## Stated task 1
Extract each line of the listing that contains the string "police", matching case exactly.

Ferguson (By Grace Alone) says in his book that one of Satan's tricks is to confuse us about God's character. Alcorn addresses that and other questions about suffering in this slender primer. He includes stories, but his approach is more propositional and will appeal to readers who want to study the subject systematically. He examines briefly the prosperity gospel, the role of suffering in God's redemptive plan, and alternative (Buddhist and other) explanations for evil and suffering. Alcorn writes that he found comfort in his search to find the answer to the question, Why is there suffering? He adds, "Genuine faith will be tested by suffering; false faith will be lost—the sooner, the better." — Susan Olasky, "Notable Books," World Magazine, October 9, 2010
I have read literally dozens of books which tackle the question of reconciling suffering and evil in the world with the existence of an all-powerful, all-loving, all-knowing God. This is undoubtedly one of the most fundamental questions any of us faces in our journey, and has been one of the biggest stumbling blocks of faith for countless people since time began.
I came at this book a bit skeptically, unsure that Alcorn's take on the subject would be worth my time. The book is small—only 115-some pages that are not large—and I was doubtful that such a huge and weighty subject could be adequately tackled with so few words. I was pleased to discover that my doubts were ill-founded. In these few, small pages, Alcorn has managed to distill the arguments and difficulties to their basic facets, addressing each with TRUTH in a simple, yet powerful way.
I don't think I'm exaggerating when I state that this book may well be the most important one many people can read, next to the Bible itself. The Body needs these truths: first, to answer our own questions and doubts. And secondly, to answer the cries of a hurting world. WHY does God allow evil and suffering in His world? Why do "bad things" happen to "good people"? Writing from the perspective of one who has himself had to grapple with these questions in personal, painful ways, Alcorn masterfully answers these questions with the truths of Scripture, using simple logic and fact to show that God really can be trusted.
The book is concise enough that any reader should be able to make it through without getting bogged down, yet it is remarkably comprehensive and does not brush aside any hard questions. The simplicity makes it a great resource for looking up answers, or to read with others for discussion and study. It is unquestionably one of the best books I have ever read on the topic, and I would recommend it most highly to anyone.
— ASourceOfJoy, as posted on amazon.com
I love the subtitle to the book, The Goodness of God: Assurance of Purpose in the Midst of Suffering. If you haven’t read Randy Alcorn’s books then this is a great time to start and you don’t even have to be going through a trial to read and glean from his books.
In true “Alcorn fashion,” Randy gently, but effectively, teaches through his writings about God’s goodness. I love chapter 7—“God’s Control and Our Freedom.” How many times do see those two words together?
Control AND Freedom? This chapter allowed me to “see” how letting God control my life brings freedom to me! Wonderful inspiration!
One of my mom’s favorite comebacks to people who ask, “Why me?” when something bad happens to them, is to respond with, “If we ask ‘Why me?’ when something unfortunate happens we also have to ask ‘Why me?’ when we are blessed above measure.” And that is what Randy Alcorn impresses me with in this book The Goodness of God.

[Detection examples]

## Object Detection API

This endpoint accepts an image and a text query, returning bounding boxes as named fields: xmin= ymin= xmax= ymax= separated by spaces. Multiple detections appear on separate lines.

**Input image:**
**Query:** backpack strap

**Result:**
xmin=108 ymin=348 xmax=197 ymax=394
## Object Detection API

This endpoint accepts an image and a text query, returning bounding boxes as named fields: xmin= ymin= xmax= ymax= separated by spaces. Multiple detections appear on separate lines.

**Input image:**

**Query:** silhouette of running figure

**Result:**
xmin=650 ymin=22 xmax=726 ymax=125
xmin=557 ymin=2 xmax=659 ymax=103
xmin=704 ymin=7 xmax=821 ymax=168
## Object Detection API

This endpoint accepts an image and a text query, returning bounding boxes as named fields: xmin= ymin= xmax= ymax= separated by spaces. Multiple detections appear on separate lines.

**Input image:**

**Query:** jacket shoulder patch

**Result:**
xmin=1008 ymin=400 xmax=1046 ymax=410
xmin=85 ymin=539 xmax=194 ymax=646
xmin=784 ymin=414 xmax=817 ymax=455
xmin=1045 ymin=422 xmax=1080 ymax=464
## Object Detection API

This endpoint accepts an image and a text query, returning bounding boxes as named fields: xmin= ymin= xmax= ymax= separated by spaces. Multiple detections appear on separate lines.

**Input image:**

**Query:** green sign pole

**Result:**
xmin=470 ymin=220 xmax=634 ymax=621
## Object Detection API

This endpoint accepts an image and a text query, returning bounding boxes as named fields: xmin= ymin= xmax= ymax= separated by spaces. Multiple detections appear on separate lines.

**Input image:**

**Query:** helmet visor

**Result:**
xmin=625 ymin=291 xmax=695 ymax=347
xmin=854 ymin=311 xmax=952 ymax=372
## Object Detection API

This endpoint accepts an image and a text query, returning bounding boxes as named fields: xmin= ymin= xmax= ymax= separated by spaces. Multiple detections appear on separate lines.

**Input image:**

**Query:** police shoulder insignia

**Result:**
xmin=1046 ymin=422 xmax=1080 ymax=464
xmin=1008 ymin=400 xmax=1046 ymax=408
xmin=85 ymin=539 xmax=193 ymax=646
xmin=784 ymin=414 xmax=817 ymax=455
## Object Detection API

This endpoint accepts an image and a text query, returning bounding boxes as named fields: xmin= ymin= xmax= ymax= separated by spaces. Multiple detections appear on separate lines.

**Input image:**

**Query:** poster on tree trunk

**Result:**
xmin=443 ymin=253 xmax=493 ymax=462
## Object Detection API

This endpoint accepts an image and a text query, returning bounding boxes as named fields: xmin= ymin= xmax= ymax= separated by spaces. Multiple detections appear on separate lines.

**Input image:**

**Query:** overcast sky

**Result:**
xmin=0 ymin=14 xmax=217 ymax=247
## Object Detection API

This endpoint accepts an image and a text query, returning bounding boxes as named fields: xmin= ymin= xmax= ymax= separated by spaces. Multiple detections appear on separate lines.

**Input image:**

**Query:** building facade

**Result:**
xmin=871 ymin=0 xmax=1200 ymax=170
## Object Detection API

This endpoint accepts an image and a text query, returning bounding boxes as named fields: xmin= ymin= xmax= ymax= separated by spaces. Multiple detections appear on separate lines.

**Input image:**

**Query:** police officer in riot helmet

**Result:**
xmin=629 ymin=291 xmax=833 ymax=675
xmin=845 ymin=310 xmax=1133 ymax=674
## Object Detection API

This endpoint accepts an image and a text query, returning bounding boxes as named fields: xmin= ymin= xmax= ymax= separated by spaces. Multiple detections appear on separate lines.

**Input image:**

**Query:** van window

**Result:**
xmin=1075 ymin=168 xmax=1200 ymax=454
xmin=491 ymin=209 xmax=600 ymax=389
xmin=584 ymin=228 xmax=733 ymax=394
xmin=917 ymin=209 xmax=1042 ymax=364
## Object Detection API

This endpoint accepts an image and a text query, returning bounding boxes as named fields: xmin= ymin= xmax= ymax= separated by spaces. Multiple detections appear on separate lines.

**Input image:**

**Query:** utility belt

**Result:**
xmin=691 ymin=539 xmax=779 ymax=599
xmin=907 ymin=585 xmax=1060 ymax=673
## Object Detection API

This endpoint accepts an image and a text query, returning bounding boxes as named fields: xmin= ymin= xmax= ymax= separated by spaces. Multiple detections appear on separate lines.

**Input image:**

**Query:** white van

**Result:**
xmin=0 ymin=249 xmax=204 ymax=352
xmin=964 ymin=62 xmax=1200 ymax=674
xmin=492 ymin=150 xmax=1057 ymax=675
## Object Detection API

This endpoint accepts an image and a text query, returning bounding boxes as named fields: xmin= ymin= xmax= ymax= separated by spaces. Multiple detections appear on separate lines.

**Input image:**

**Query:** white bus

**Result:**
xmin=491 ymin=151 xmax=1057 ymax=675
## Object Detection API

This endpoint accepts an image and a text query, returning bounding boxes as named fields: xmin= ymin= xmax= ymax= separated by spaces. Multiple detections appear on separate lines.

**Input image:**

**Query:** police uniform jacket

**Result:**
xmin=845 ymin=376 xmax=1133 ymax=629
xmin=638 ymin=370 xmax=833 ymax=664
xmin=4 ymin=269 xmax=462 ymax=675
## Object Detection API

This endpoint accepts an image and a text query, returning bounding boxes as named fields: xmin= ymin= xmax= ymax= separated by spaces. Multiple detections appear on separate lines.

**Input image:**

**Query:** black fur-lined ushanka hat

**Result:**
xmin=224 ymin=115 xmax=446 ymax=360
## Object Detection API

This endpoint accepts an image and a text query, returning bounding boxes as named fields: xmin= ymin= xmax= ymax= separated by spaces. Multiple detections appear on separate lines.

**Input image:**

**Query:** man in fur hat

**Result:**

## Stated task 2
Reproduce the book reviews between "I don't think" and "can be trusted.", inclusive, swapping "hurting world" for "grieving world".

## Written answer 1
**Query:** police shoulder insignia
**Query:** police officer in riot helmet
**Query:** police uniform jacket

## Written answer 2
I don't think I'm exaggerating when I state that this book may well be the most important one many people can read, next to the Bible itself. The Body needs these truths: first, to answer our own questions and doubts. And secondly, to answer the cries of a grieving world. WHY does God allow evil and suffering in His world? Why do "bad things" happen to "good people"? Writing from the perspective of one who has himself had to grapple with these questions in personal, painful ways, Alcorn masterfully answers these questions with the truths of Scripture, using simple logic and fact to show that God really can be trusted.